* **PAGE**:
==================================================

Au pied des falaises de marbre, la Marina baigne les siens dans une mer sage. Sur ce site idyllique, les créatures vivent dans un ordre qui confine à l’osmose. La Marina est une terre cultivée : sur ses coteaux, poussent des vignobles dont on boit le produit des fruits comme des sages à l’automne et comme des fous au printemps ; les hommes et les animaux les plus féroces s’y côtoient en bonne entente et même les vipères fer de lance sont indolentes, presque amicales, et même secourables parfois — d’ailleurs, les enfants les nourrissent de lait ; et quant aux hommes, ils vivent dans des prieurés, des ermitages comme celui dans lequel le narrateur anonyme et frère Othon travaillent à leur herbier, nommant les plantes qui poussent follement dans la contrée, comme pour y rétablir un ordre naturel.

Jünger use de tout son art, de tout ce qu’une certaine tradition du romantisme allemand met à sa disposition pour décrire la merveille de tous ces paysages pourtant si peu allemands. Mais ce qu’il décrit mieux encore, et qui constitue l’objet de ce roman, c’est l’avancée d’une force corruptrice, la menace anarchiste qui point par-delà les falaises de marbre, rampant déjà sur la Campagna dont la « ceinture de prairies s’étendait comme un haut tapis de fleurs où le bétail paissait en lents troupeaux et semblait nager dans l’écume aux mille teintes » : depuis les forêts épaisses de la Maurétanie, le Grand Forestier amasse ses troupes de mercenaires et répand partout la terreur et la destruction.

==================================================

* **LIGNES ENREGISTRÉES**:
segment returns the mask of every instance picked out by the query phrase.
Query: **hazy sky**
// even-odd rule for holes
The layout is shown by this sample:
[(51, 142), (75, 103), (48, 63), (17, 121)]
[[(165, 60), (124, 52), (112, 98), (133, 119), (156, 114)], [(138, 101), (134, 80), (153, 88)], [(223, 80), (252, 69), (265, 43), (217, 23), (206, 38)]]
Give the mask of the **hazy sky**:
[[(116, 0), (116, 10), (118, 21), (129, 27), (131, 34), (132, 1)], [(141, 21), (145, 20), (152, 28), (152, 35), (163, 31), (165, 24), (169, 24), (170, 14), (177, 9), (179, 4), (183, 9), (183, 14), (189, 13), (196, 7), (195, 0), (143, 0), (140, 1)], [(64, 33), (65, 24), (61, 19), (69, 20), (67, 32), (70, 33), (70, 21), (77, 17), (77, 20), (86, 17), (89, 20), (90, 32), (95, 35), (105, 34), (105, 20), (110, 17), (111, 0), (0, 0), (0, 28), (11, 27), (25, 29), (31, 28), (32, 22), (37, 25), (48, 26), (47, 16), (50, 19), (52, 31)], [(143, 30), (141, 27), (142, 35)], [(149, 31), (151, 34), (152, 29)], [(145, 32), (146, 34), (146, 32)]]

==================================================

* **CONSIGNES**:
(1) Recopiez le passage de la page qui commence à « Au pied des » et se termine à « un ordre naturel. ».
(2) Traduisez en anglais cette phrase de la page : « Sur ce site idyllique, les créatures vivent dans un ordre qui confine à l’osmose. »
(3) D'après la page, avec quoi les enfants nourrissent-ils les vipères fer de lance ?

* **CORRIGÉ**:
(1)
Au pied des falaises de marbre, la Marina baigne les siens dans une mer sage. Sur ce site idyllique, les créatures vivent dans un ordre qui confine à l’osmose. La Marina est une terre cultivée : sur ses coteaux, poussent des vignobles dont on boit le produit des fruits comme des sages à l’automne et comme des fous au printemps ; les hommes et les animaux les plus féroces s’y côtoient en bonne entente et même les vipères fer de lance sont indolentes, presque amicales, et même secourables parfois — d’ailleurs, les enfants les nourrissent de lait ; et quant aux hommes, ils vivent dans des prieurés, des ermitages comme celui dans lequel le narrateur anonyme et frère Othon travaillent à leur herbier, nommant les plantes qui poussent follement dans la contrée, comme pour y rétablir un ordre naturel.

(2) On this idyllic site, creatures live in an order that borders on osmosis.

(3) Avec du lait.